>> BEGIN Reading text

Richard Burton Matheson was born in Allendale, New Jersey in 1926 and raised in Brooklyn. His parents, Bertolf Matheson, a tile floor installer, and Fanny, were Norwegian. He began writing at a very early age; when he was eight his stories were appearing in the Brooklyn Eagle.
When he was around 16 Bela Lugosi's incarnation of Dracula gave him the idea for I Am Legend. However the war got in the way of his writing ambitions. He graduated from Brooklyn technical high school in 1943 and joined the infantry. His 1960 novel The Beardless Warriors gave some idea of his wartime experiences though the film version, The Young Warriors (1967), bore little relation to the novel.
When he came back from the war he went to the University of Missouri on the GI Bill to study journalism. He graduated in 1949 and moved to California in 1951, where he worked nights as a linotype operator. He met his wife, Ruth Ann Woodson, on Santa Monica beach. They married in 1952 and lived in Gardena, California.
By then he had been busy writing short stories and at least one novel, Hunger and Thirst, which remained unpublished for some years. His short story Born of Man and Woman was published in 1950 to some small acclaim. His first novel, Someone Is Bleeding, was published in 1953. In 1954 he published both a short story collection and I Am Legend.

>> END Reading text

Problem details
Transcribe the biographical passage about Richard Matheson word for word, in full. The data that follows was taken from a separate source.

>> BEGIN Raw data

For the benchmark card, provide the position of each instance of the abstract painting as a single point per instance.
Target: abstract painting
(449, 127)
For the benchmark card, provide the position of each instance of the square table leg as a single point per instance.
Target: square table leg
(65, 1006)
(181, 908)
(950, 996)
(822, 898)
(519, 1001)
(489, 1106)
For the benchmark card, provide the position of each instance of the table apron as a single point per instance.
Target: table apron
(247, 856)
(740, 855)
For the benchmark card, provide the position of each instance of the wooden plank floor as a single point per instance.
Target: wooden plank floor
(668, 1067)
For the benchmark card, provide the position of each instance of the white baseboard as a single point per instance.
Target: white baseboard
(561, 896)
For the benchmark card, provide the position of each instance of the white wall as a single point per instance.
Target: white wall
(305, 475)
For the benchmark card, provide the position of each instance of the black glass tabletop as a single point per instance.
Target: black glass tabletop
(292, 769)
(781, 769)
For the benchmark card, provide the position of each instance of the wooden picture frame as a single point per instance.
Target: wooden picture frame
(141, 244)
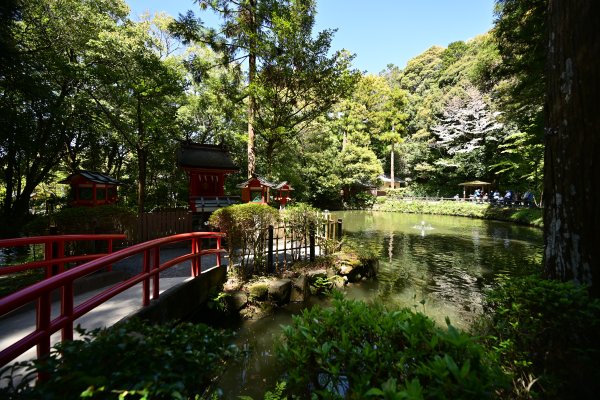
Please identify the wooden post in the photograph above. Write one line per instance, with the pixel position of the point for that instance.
(270, 250)
(311, 238)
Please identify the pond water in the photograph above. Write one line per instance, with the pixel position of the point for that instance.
(438, 265)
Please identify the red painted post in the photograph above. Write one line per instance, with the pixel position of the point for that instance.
(67, 310)
(199, 258)
(48, 256)
(146, 281)
(109, 250)
(61, 254)
(219, 253)
(195, 259)
(155, 277)
(43, 324)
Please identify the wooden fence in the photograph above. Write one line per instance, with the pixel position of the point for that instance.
(277, 247)
(155, 225)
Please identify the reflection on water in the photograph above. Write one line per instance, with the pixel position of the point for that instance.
(438, 265)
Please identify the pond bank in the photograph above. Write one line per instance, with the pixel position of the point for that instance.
(519, 215)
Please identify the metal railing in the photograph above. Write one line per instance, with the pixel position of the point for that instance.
(40, 292)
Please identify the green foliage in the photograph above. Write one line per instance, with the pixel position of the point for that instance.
(546, 334)
(258, 290)
(321, 285)
(360, 201)
(246, 227)
(133, 360)
(354, 350)
(525, 216)
(72, 220)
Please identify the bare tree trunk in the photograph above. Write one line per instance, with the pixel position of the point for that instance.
(392, 167)
(251, 98)
(571, 216)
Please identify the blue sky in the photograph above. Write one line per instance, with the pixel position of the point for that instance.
(379, 32)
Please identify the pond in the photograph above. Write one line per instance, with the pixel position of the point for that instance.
(438, 265)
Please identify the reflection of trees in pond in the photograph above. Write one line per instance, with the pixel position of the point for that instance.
(450, 266)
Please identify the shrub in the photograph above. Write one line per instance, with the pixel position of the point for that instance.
(526, 216)
(547, 332)
(355, 350)
(246, 227)
(360, 201)
(298, 220)
(71, 220)
(132, 360)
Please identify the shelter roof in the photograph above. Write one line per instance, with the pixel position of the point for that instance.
(193, 155)
(385, 178)
(282, 184)
(260, 179)
(92, 176)
(474, 183)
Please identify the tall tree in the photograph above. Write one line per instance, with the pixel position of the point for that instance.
(571, 216)
(291, 78)
(137, 91)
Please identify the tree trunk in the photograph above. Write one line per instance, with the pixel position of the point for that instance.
(142, 154)
(142, 174)
(392, 184)
(251, 98)
(571, 216)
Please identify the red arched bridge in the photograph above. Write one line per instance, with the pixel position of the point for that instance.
(62, 280)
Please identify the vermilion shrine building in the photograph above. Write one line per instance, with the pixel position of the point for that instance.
(259, 190)
(206, 167)
(92, 189)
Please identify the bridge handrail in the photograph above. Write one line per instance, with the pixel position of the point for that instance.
(41, 291)
(55, 256)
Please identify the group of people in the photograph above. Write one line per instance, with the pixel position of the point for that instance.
(509, 197)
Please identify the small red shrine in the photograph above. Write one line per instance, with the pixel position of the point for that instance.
(206, 167)
(92, 189)
(259, 190)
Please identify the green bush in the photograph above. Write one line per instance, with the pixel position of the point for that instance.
(526, 216)
(80, 220)
(298, 220)
(547, 335)
(133, 360)
(355, 350)
(360, 201)
(246, 226)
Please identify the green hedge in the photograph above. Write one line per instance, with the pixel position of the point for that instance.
(246, 228)
(525, 216)
(133, 360)
(546, 334)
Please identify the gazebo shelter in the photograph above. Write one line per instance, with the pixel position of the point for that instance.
(92, 189)
(258, 190)
(473, 184)
(206, 167)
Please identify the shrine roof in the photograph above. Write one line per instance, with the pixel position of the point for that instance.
(92, 176)
(192, 155)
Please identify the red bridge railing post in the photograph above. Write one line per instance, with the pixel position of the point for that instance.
(146, 280)
(155, 277)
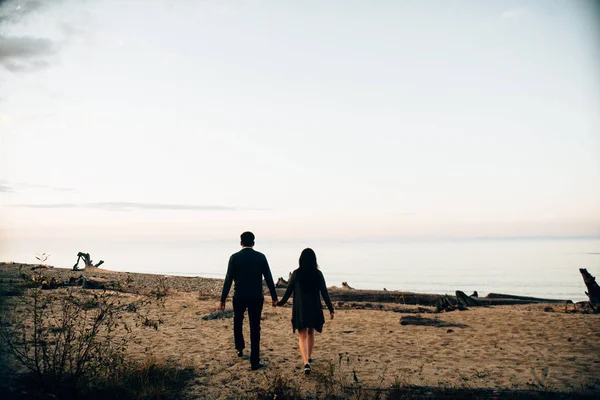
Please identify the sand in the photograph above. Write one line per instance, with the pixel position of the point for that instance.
(513, 347)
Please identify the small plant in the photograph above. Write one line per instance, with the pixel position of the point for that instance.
(277, 386)
(64, 341)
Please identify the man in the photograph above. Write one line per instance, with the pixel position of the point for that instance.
(246, 268)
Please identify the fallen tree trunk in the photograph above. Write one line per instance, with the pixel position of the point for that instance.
(524, 298)
(593, 290)
(465, 300)
(423, 299)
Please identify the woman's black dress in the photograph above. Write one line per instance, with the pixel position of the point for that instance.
(307, 310)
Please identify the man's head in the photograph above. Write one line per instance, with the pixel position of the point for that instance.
(247, 239)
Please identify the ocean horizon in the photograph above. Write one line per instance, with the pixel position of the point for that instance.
(526, 266)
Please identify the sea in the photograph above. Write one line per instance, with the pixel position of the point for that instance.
(538, 267)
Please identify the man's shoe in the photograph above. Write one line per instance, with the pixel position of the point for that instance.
(307, 369)
(257, 366)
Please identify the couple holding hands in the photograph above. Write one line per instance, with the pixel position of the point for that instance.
(246, 268)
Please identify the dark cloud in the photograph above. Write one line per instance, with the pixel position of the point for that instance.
(10, 187)
(128, 206)
(15, 10)
(25, 53)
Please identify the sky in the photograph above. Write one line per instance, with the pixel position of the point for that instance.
(179, 120)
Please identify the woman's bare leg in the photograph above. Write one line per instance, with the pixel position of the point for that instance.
(311, 342)
(302, 343)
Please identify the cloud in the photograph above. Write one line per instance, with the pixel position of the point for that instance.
(14, 11)
(11, 187)
(25, 53)
(128, 206)
(515, 13)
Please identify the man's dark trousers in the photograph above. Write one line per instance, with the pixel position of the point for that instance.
(254, 307)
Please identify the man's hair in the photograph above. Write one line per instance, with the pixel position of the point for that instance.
(247, 239)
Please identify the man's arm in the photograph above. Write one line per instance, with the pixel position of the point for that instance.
(227, 284)
(266, 271)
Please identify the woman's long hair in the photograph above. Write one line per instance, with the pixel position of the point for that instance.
(307, 273)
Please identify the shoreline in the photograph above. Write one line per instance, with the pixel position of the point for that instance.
(519, 350)
(212, 287)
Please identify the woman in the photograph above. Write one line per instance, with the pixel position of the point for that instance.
(306, 284)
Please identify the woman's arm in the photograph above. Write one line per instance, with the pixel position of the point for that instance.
(325, 293)
(288, 291)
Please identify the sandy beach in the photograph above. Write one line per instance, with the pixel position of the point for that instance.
(521, 348)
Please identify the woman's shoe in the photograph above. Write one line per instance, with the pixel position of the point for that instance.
(307, 369)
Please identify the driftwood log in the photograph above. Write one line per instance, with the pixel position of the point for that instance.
(281, 283)
(86, 260)
(524, 298)
(465, 300)
(593, 290)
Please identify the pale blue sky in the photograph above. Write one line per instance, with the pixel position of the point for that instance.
(299, 119)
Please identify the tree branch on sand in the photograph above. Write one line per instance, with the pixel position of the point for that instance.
(593, 289)
(86, 260)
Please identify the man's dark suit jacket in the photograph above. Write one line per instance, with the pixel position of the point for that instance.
(246, 268)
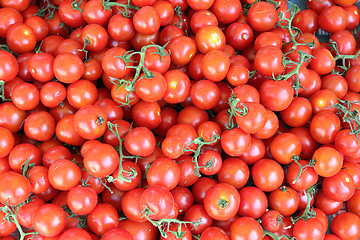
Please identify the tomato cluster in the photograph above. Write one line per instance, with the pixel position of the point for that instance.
(179, 119)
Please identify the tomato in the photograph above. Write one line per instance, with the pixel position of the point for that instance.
(298, 113)
(25, 213)
(346, 225)
(253, 202)
(222, 201)
(21, 38)
(336, 22)
(276, 95)
(284, 146)
(193, 214)
(309, 229)
(103, 218)
(285, 200)
(339, 187)
(77, 233)
(214, 233)
(328, 161)
(209, 38)
(81, 200)
(81, 93)
(25, 96)
(246, 228)
(323, 62)
(64, 174)
(157, 202)
(96, 35)
(267, 174)
(235, 142)
(307, 21)
(39, 126)
(49, 220)
(182, 49)
(324, 127)
(226, 11)
(268, 61)
(90, 122)
(262, 16)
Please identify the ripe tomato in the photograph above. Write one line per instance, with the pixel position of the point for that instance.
(222, 201)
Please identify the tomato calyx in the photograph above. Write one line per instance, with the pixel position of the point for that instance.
(48, 8)
(11, 216)
(127, 57)
(200, 142)
(86, 42)
(296, 160)
(164, 224)
(75, 5)
(275, 237)
(108, 5)
(222, 203)
(349, 115)
(25, 167)
(2, 93)
(81, 218)
(308, 211)
(132, 171)
(179, 13)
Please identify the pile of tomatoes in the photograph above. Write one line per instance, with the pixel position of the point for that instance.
(179, 119)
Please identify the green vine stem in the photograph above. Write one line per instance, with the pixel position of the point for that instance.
(200, 142)
(349, 115)
(108, 5)
(82, 219)
(11, 216)
(48, 8)
(164, 224)
(296, 160)
(113, 128)
(140, 68)
(344, 66)
(309, 211)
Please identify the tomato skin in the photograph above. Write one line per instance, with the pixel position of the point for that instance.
(21, 38)
(346, 225)
(255, 118)
(246, 228)
(103, 218)
(158, 200)
(339, 187)
(213, 201)
(101, 160)
(14, 188)
(253, 202)
(324, 127)
(336, 22)
(235, 142)
(267, 174)
(64, 174)
(209, 38)
(276, 95)
(328, 161)
(81, 200)
(309, 229)
(182, 50)
(262, 16)
(226, 11)
(164, 172)
(284, 200)
(49, 220)
(40, 126)
(140, 141)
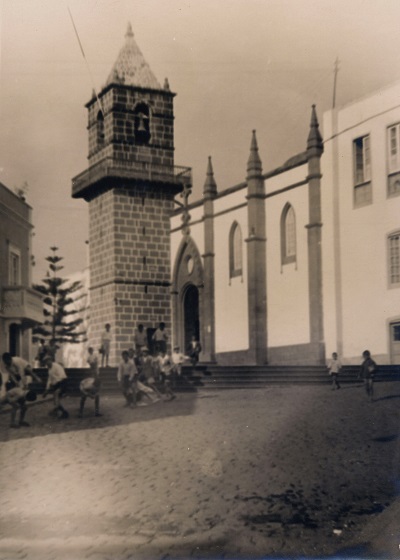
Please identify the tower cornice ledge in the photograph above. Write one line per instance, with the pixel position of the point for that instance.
(109, 173)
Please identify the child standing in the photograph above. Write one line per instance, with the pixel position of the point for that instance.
(105, 345)
(165, 366)
(334, 366)
(148, 375)
(368, 371)
(90, 386)
(16, 398)
(56, 384)
(127, 374)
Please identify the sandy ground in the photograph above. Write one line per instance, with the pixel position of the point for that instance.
(281, 471)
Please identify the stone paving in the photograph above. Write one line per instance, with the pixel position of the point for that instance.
(299, 471)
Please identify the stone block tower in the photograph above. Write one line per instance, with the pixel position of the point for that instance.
(130, 186)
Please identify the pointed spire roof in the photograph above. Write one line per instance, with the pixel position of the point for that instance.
(314, 140)
(130, 68)
(210, 186)
(254, 165)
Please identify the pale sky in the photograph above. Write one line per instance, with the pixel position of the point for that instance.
(236, 65)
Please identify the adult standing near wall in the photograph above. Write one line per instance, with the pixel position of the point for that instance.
(160, 339)
(15, 372)
(105, 345)
(140, 339)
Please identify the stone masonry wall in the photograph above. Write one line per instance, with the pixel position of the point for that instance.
(130, 263)
(118, 106)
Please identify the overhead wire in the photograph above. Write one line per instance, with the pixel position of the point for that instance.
(85, 59)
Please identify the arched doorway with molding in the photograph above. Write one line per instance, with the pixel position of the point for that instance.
(188, 283)
(191, 314)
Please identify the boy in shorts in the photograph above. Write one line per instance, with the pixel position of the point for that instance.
(16, 398)
(56, 384)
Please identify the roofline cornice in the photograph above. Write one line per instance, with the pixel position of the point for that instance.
(132, 88)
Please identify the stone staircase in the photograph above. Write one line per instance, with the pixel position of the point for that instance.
(205, 377)
(244, 377)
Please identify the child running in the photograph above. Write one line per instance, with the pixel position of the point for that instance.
(56, 384)
(90, 386)
(127, 375)
(334, 366)
(165, 366)
(368, 371)
(16, 398)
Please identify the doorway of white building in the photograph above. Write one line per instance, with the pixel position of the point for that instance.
(395, 342)
(191, 314)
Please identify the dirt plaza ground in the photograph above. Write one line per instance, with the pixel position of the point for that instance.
(285, 471)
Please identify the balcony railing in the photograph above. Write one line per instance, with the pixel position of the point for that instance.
(21, 304)
(141, 170)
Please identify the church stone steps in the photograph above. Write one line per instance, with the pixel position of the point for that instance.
(211, 376)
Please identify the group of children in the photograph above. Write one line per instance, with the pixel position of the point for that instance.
(143, 379)
(367, 372)
(16, 377)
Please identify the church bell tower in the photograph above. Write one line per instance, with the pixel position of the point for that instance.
(130, 185)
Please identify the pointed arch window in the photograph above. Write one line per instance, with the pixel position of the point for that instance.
(288, 235)
(142, 123)
(235, 251)
(100, 128)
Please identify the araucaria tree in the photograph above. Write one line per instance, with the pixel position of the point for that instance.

>> END Raw data

Output
Richard Burton Matheson was born in Allendale, New Jersey in 1926 and raised in Brooklyn. His parents, Bertolf Matheson, a tile floor installer, and Fanny, were Norwegian. He began writing at a very early age; when he was eight his stories were appearing in the Brooklyn Eagle.
When he was around 16 Bela Lugosi's incarnation of Dracula gave him the idea for I Am Legend. However the war got in the way of his writing ambitions. He graduated from Brooklyn technical high school in 1943 and joined the infantry. His 1960 novel The Beardless Warriors gave some idea of his wartime experiences though the film version, The Young Warriors (1967), bore little relation to the novel.
When he came back from the war he went to the University of Missouri on the GI Bill to study journalism. He graduated in 1949 and moved to California in 1951, where he worked nights as a linotype operator. He met his wife, Ruth Ann Woodson, on Santa Monica beach. They married in 1952 and lived in Gardena, California.
By then he had been busy writing short stories and at least one novel, Hunger and Thirst, which remained unpublished for some years. His short story Born of Man and Woman was published in 1950 to some small acclaim. His first novel, Someone Is Bleeding, was published in 1953. In 1954 he published both a short story collection and I Am Legend.